- Location annotation data excerpts:
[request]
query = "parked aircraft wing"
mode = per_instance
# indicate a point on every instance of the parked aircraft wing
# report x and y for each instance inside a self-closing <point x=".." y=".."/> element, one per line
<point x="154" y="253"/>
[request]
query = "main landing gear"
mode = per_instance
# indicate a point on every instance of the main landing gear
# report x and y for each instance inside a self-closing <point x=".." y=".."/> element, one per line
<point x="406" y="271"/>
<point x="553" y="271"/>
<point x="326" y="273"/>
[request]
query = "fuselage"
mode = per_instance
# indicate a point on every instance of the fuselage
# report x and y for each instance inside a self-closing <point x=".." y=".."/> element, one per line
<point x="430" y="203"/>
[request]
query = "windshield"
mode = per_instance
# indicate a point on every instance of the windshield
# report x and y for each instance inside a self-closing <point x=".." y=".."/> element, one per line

- Task objective:
Output each line of the data above as a JSON list of strings, one string per line, leaving out any blank lines.

- Exercise answer:
[
  "[request]",
  "query = \"parked aircraft wing\"",
  "mode = per_instance",
  "# indicate a point on every instance of the parked aircraft wing",
  "# report x and y for each instance inside a self-closing <point x=\"..\" y=\"..\"/> element, one per line",
  "<point x=\"154\" y=\"253\"/>",
  "[request]",
  "query = \"main landing gear\"",
  "mode = per_instance",
  "# indicate a point on every instance of the main landing gear",
  "# report x and y for each instance inside a self-closing <point x=\"..\" y=\"..\"/> element, one per line",
  "<point x=\"406\" y=\"271\"/>",
  "<point x=\"553\" y=\"271\"/>",
  "<point x=\"326\" y=\"273\"/>",
  "[request]",
  "query = \"fuselage\"",
  "mode = per_instance",
  "# indicate a point on every instance of the fuselage",
  "# report x and y for each instance inside a self-closing <point x=\"..\" y=\"..\"/> element, one per line",
  "<point x=\"430\" y=\"203\"/>",
  "[request]",
  "query = \"windshield\"",
  "mode = per_instance",
  "# indicate a point on every instance of the windshield",
  "# report x and y for each instance inside a self-closing <point x=\"..\" y=\"..\"/> element, one per line"
]